Coller Capital, Ares Management Raise Billions for Secondaries Funds

The $17 billion raised for Coller International Partners IX is already 70% deployed, while Ares raised $7.1 billion for its inaugural credit strategy.
Reported by Matt Toledo



Amidst strong demand for private markets secondaries investments, Coller Capital Inc. and Ares Management Corp. each announced the closing of multi-billion-dollar secondaries funds on Tuesday.
 

Coller announced the closing of Coller International Partners IX—the firm’s largest private equity secondaries fund to date. Coller raised $17 billion in commitments from more than 250 limited partners, including pension funds, insurance companies, sovereign funds, asset managers and other financial institutions. The fund will invest in LP-led and general partner-led secondary transactions around the world, according to the announcement. 

Ares Management  announced the close of its own $7.1 billion credit secondaries strategy, including the final closing of its inaugural Ares Credit Secondaries Fund. Ares raised $4 billion in LP commitments for the fund, double its $2 billion target, which the firm identified as its largest institutional fundraiser for an inaugural fund. The $7.1 billion total for the strategy includes affiliated vehicles and anticipated leverage.  

Ares’ credit strategy aims to “construct a highly diversified portfolio of predominantly senior secured, private equity-backed and floating-rate private credit portfolios by tactically allocating across LP-led and continuation vehicle transactions in collaboration with leading asset managers,” according to the announcement.

Record extracts:
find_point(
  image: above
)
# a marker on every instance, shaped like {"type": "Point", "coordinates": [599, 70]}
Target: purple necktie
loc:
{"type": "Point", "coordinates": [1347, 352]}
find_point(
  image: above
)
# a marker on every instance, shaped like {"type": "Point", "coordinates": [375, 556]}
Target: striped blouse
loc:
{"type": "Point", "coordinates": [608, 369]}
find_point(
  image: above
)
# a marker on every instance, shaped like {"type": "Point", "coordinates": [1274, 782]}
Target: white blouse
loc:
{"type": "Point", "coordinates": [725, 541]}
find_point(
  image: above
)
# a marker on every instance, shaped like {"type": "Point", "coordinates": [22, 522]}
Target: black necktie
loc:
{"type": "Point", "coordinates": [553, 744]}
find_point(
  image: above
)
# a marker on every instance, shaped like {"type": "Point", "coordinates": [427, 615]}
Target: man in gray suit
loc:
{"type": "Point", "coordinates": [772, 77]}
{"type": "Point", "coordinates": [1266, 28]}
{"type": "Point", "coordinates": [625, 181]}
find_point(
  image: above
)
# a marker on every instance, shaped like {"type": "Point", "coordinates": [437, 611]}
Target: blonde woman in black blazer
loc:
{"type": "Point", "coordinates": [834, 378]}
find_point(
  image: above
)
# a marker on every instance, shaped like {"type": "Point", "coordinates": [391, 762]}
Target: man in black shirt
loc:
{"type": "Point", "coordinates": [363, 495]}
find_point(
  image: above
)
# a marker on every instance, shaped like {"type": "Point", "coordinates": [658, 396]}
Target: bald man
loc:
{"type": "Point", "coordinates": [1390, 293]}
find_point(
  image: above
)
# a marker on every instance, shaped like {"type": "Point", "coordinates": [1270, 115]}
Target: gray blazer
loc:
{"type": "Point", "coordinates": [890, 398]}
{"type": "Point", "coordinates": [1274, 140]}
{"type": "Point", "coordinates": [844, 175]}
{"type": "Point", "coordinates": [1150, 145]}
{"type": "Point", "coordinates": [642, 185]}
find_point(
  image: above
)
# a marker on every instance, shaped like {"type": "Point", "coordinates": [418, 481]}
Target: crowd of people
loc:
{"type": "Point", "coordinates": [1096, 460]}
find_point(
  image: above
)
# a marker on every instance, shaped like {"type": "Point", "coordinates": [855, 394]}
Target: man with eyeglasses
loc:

Brief A: In the article on the Coller and Ares secondaries funds, list every kind of limited partner named as a source of commitments to Coller International Partners IX.
Brief B: Render this sentence from the article on the Coller and Ares secondaries funds in Spanish: "The $7.1 billion total for the strategy includes affiliated vehicles and anticipated leverage."
Brief C: Carry on writing the article on the Coller and Ares secondaries funds, picking up after its final sentence.
The data can be left aside here.

Task answer A: Pension funds, insurance companies, sovereign funds, asset managers, and other financial institutions.

Task answer B: El total de 7.100 millones de dólares de la estrategia incluye vehículos afiliados y el apalancamiento previsto.

Task answer C:
Coller manages $50 billion in assets, and its private equity secondaries platform invests in commingled funds, co-investment vehicles, separately managed accounts and equity perpetual funds. Ares manages $38 billion across its secondaries platform and $595 billion across the firm.  

CBRE Investment Management also announced on Tuesday the closing of a $1.62 billion secondaries fund targeting real estate investments.  

Demand for Secondaries Grows 

The secondaries market for private equity and other alternative investment fund stakes has grown year-over-year, as LPs sell into the market to offload older vintages; hunt for deals; and manage their liquidity. The trend toward secondaries has grown as private fund exits have slowed in recent years. 

According to data from law firm Ropes & Gray, secondaries market volume grew to $165 billion through the third quarter of 2025, and it is expected that full-year 2025 transaction volume reached $210 billion. By comparison, 2024 saw $160 billion in secondaries volume, and 2023 had $114 billion, according to Ropes & Gray.  

In the firm’s 2026 market outlook, Coller Capital forecast another blockbuster year for secondaries. The firm anticipates that in the long term, secondaries could grow to $500 billion in deal volume by 2030.  

As a result of the growing demand from LPs for secondaries investments, many GPs are closing record-setting secondaries funds. In January 2025, alternative investor Ardian raised $30 billion for its ninth-generation secondaries fund, ASF IX. Blackstone, in September 2025, closed its largest dedicated infrastructure secondaries fund, Strategic Partners Infrastructure IV, with $5.5 billion in commitments. 

“[2025] was another record year for the secondary market as market volatility and a heightened demand for liquidity attracted more investors to the many virtues of secondaries,” said Jeremy Coller, CIO and managing partner of Coller Capital, in a statement. “Secondaries are no longer seen as a tactical portfolio rebalancing tool but a core component of diversified portfolios.”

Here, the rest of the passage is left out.